The passage below describes MANICAST. List every action it says the system can perform in real time and at high speed.

**Given passage:**
>>>>

This work considers the problem of collaborative robot manipulation in the presence of humans in the workspace. We present MANICAST, a novel framework for seamless human-robot collaboration that generates cost-aware forecasts and plans with them in real-time. Our approach was thoroughly tested on three collaborative tasks with a human partner in a real-world setting. MANICAST lever-**ages large databases of human activity.** Producing dynamically consistent 21D human pose is a complex and high-dimensional problem. However, by training on a large dataset, ManiCast is able to learn the statistical regularities of human motion. MANICAST **optimizes planning performance** by using an approximate cost-aware loss function. We finetune the forecasting model on a novel Collaborative Manipulation Dataset (CoMaD) by upsampling transition points and upweighting relevant joint dimensions. Our system can track a human user’s pose, forecast their movements, and control a robotic arm in **real-time and at high speed**. Our system’s forecasting module runs at 120Hz, used by an MPC at 50Hz. Fast replanning enables robots to collaborate safely with humans by allowing them to adjust their motion in response to abrupt changes in their environment. In future directions of work, we plan to extend our framework to produce conditional forecasts of human motion given robot trajectories. Further, we will attempt to directly optimize the cost function for a task instead of approximating the forecasting loss function.

<<<<

**Entries:**
>>>>

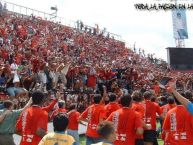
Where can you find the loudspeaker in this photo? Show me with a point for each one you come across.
(180, 58)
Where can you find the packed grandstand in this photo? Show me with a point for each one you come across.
(90, 77)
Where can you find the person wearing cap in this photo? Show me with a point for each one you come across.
(33, 123)
(178, 125)
(73, 115)
(58, 137)
(8, 119)
(107, 131)
(61, 109)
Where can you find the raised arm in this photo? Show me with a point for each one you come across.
(180, 98)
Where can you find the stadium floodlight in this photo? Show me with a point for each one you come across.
(54, 8)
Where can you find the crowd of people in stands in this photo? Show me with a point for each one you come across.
(87, 77)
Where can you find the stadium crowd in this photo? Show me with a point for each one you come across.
(77, 75)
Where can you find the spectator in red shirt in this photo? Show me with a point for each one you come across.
(93, 115)
(151, 109)
(112, 106)
(32, 124)
(73, 116)
(61, 109)
(127, 122)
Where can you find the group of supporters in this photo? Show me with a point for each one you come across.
(101, 82)
(129, 119)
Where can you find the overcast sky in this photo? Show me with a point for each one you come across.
(151, 30)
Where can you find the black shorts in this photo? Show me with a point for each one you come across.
(150, 136)
(139, 142)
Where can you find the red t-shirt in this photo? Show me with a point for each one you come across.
(30, 120)
(179, 125)
(111, 107)
(139, 108)
(150, 113)
(166, 108)
(93, 114)
(73, 117)
(55, 112)
(126, 121)
(91, 82)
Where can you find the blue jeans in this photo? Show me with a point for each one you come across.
(74, 134)
(92, 140)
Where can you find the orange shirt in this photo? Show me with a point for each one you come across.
(126, 121)
(111, 107)
(73, 117)
(28, 123)
(55, 112)
(179, 125)
(93, 114)
(151, 109)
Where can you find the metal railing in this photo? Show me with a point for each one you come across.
(45, 16)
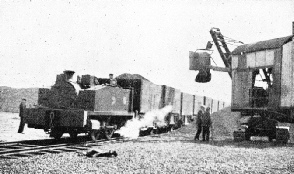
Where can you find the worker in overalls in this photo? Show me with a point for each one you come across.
(199, 122)
(22, 108)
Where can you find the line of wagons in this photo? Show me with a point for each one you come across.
(87, 106)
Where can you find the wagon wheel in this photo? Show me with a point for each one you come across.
(95, 134)
(108, 133)
(73, 134)
(56, 134)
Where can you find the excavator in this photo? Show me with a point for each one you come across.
(257, 73)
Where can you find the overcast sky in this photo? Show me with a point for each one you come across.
(39, 39)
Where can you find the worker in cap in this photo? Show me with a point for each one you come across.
(199, 122)
(112, 81)
(22, 108)
(206, 124)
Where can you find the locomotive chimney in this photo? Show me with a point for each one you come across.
(293, 28)
(68, 74)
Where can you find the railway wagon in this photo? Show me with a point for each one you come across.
(172, 96)
(67, 108)
(187, 103)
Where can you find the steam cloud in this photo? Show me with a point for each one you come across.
(132, 127)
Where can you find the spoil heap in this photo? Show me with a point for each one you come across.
(10, 98)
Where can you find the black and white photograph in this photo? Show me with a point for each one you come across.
(146, 86)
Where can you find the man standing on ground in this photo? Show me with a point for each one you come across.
(206, 123)
(199, 122)
(22, 108)
(112, 81)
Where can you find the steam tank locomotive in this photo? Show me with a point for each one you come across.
(86, 105)
(80, 106)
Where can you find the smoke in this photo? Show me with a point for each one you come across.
(132, 127)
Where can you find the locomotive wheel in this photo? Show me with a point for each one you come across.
(95, 135)
(73, 134)
(108, 133)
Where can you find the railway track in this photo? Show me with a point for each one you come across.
(13, 150)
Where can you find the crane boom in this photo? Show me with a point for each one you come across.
(219, 42)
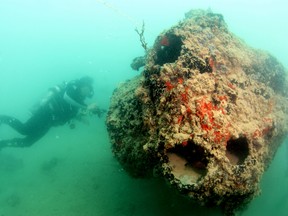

<<<<

**Output for this task:**
- Track a human user's pose
- Forecast the user's movements
- Control a robotic arm